* What needs to be done: Count the lines in the entries below that contain the string "sink", matching case exactly, and reply with only that number.
::::::::
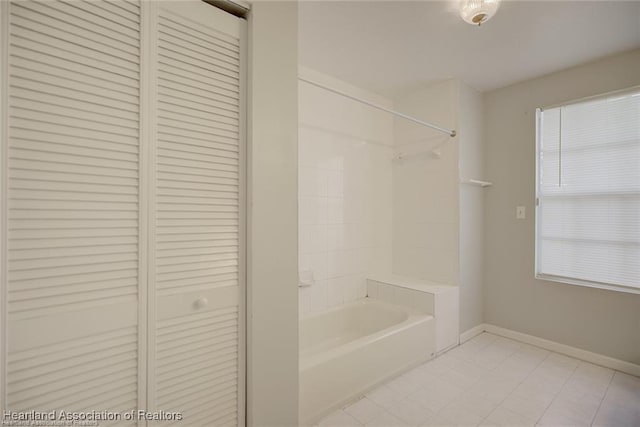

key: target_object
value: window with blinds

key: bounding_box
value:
[536,87,640,293]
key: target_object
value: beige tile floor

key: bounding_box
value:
[318,333,640,427]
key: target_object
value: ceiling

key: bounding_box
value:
[299,0,640,96]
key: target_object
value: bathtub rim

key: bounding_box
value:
[298,297,434,372]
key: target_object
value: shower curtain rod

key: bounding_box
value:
[298,77,456,138]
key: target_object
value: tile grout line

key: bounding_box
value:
[478,343,553,425]
[534,360,583,426]
[589,369,618,426]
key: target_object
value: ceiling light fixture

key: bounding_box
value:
[460,0,500,26]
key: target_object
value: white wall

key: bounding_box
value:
[247,1,298,426]
[393,80,459,285]
[298,68,393,314]
[457,82,489,331]
[484,50,640,363]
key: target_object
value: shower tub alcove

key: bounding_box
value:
[300,276,457,425]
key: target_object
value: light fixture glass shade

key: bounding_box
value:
[460,0,500,25]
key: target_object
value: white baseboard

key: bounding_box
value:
[460,323,487,344]
[460,323,640,377]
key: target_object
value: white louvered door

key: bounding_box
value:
[149,2,244,425]
[2,1,143,422]
[0,0,246,426]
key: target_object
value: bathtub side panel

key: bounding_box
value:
[300,318,435,425]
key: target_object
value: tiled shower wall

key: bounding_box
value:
[298,69,393,315]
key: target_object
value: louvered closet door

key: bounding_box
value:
[1,1,142,425]
[149,1,244,426]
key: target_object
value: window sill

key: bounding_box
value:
[535,273,640,295]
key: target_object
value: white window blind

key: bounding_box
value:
[536,88,640,293]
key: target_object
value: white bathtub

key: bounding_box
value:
[300,298,435,425]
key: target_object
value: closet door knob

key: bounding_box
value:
[193,297,209,309]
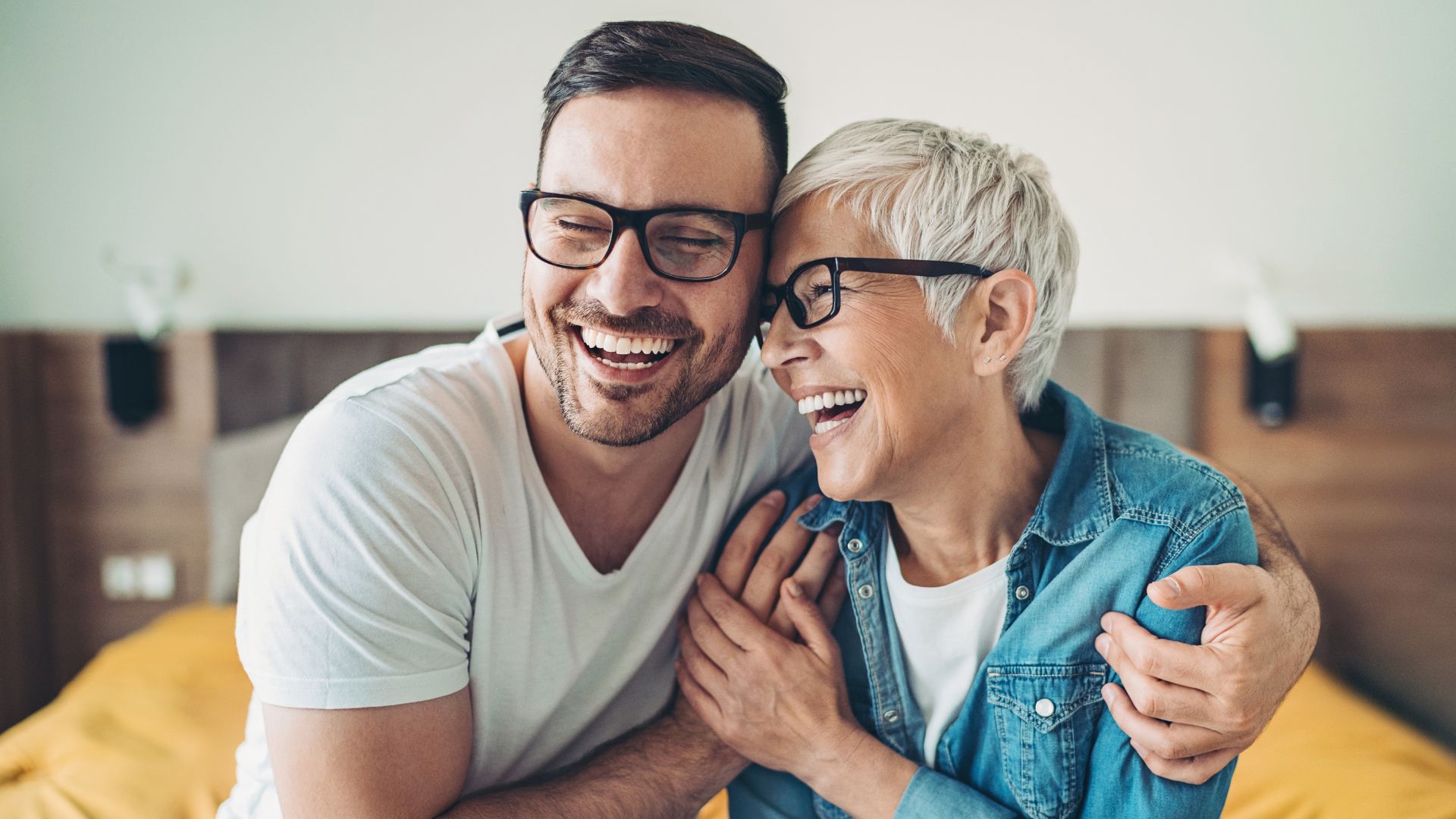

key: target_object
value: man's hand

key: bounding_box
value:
[1097,563,1313,784]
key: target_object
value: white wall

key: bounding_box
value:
[0,0,1456,326]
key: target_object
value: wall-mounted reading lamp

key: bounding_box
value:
[1244,278,1299,427]
[102,249,187,427]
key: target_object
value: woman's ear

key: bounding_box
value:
[971,268,1037,376]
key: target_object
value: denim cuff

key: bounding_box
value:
[896,765,1016,819]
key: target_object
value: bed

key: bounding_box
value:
[0,328,1456,819]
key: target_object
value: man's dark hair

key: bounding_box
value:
[536,22,789,182]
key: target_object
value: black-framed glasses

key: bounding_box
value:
[521,191,769,281]
[760,256,994,329]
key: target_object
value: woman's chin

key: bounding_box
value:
[814,453,874,501]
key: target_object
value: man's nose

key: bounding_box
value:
[587,228,664,316]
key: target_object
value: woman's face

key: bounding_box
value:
[763,196,986,500]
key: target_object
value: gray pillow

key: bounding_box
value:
[207,416,303,604]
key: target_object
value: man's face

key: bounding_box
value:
[521,89,774,446]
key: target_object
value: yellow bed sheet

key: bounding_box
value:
[0,605,1456,819]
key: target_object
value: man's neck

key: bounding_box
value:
[505,337,704,574]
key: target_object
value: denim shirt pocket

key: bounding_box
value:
[986,663,1108,819]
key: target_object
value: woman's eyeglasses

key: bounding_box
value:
[758,256,993,329]
[521,191,769,281]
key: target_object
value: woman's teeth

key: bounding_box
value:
[799,389,866,413]
[581,326,676,353]
[814,419,849,435]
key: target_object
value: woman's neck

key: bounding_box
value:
[885,402,1062,586]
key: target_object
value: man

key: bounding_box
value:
[220,24,1312,817]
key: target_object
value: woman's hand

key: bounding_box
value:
[677,574,875,781]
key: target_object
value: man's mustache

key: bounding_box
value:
[551,299,701,341]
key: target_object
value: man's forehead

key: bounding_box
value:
[537,89,772,213]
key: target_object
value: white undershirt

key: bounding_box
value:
[885,535,1009,768]
[218,316,810,819]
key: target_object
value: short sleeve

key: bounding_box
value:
[237,400,476,708]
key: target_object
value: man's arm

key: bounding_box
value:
[1098,456,1320,784]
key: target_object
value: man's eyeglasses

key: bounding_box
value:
[758,256,994,329]
[521,191,769,281]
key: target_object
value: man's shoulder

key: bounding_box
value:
[275,328,519,484]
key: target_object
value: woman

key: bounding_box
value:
[679,120,1257,817]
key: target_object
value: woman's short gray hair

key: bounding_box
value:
[774,120,1078,410]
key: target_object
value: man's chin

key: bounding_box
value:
[557,373,692,446]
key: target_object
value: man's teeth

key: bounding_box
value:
[799,389,866,413]
[581,326,677,353]
[592,356,657,370]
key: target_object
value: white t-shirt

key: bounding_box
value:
[885,535,1010,768]
[218,316,810,817]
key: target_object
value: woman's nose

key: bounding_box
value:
[587,228,663,316]
[758,302,818,370]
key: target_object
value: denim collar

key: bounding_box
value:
[799,381,1116,547]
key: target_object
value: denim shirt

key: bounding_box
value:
[730,383,1258,819]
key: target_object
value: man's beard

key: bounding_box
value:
[522,291,752,446]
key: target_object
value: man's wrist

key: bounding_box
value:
[660,698,748,783]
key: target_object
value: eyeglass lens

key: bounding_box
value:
[527,196,738,278]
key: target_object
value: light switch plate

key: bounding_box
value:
[136,554,176,601]
[100,555,140,601]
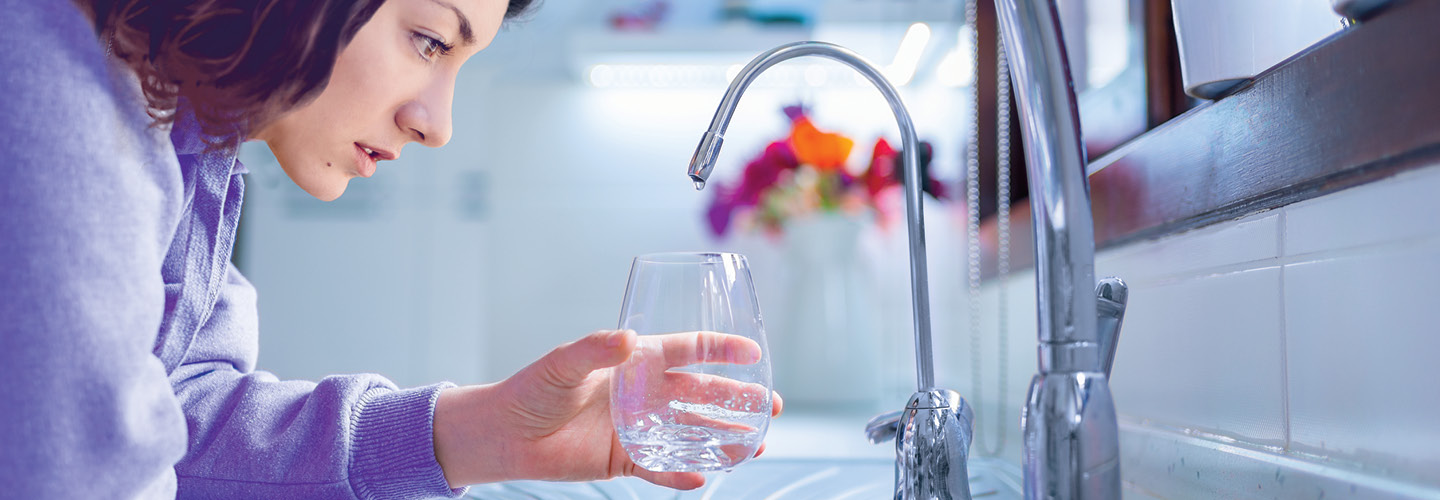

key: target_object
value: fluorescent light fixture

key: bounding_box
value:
[884,23,930,86]
[586,61,868,88]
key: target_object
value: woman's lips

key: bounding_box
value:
[356,143,376,177]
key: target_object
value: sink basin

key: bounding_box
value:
[467,458,1024,500]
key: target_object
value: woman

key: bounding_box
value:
[0,0,780,499]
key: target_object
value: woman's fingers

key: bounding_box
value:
[644,331,762,367]
[658,372,775,412]
[537,330,635,388]
[625,464,706,490]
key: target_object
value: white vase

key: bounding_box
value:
[770,213,884,411]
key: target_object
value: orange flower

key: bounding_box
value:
[791,117,855,171]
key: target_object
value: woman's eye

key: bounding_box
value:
[410,33,451,61]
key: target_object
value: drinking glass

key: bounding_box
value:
[611,252,772,471]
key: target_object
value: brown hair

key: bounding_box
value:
[75,0,533,138]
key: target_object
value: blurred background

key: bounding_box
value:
[236,0,1168,412]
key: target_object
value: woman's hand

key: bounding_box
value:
[435,331,782,490]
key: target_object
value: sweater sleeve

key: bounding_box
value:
[0,0,186,499]
[171,265,464,499]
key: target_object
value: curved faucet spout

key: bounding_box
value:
[688,42,935,390]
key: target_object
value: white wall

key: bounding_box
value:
[240,46,968,401]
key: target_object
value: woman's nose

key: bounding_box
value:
[395,85,455,147]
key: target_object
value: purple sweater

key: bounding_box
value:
[0,0,462,499]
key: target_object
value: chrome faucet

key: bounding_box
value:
[688,42,973,500]
[995,0,1128,499]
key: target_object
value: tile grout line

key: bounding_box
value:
[1276,207,1290,452]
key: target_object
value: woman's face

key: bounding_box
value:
[252,0,507,200]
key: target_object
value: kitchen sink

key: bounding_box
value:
[467,458,1024,500]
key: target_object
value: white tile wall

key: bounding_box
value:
[1110,267,1284,445]
[1284,167,1440,255]
[1284,231,1440,486]
[1096,210,1280,287]
[956,166,1440,499]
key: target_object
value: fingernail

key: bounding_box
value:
[605,330,629,347]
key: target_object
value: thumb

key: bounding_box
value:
[541,330,636,388]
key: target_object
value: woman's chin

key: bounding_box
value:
[295,179,350,202]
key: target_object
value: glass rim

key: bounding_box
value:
[635,251,747,264]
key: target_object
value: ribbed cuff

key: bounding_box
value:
[350,383,465,500]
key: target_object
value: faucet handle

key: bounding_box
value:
[1094,277,1130,378]
[865,411,904,444]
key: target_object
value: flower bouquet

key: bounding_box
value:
[706,107,948,236]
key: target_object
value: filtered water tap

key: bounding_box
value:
[688,42,973,500]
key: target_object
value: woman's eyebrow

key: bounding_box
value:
[431,0,475,45]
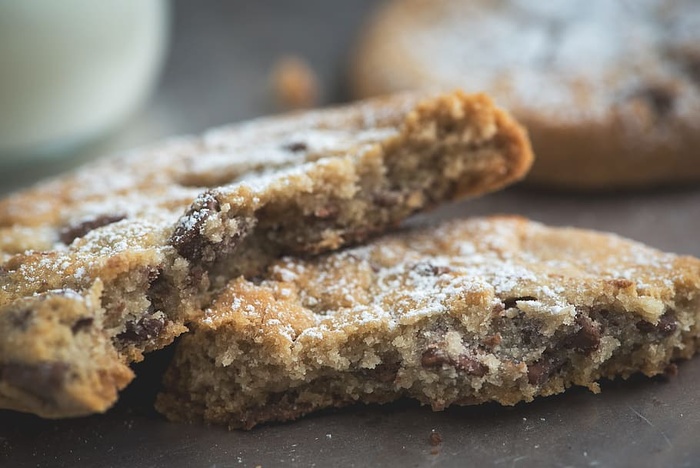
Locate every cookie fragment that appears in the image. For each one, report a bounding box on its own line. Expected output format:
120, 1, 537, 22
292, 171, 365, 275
351, 0, 700, 191
157, 217, 700, 429
0, 92, 532, 417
::::::::
* Correct response: 2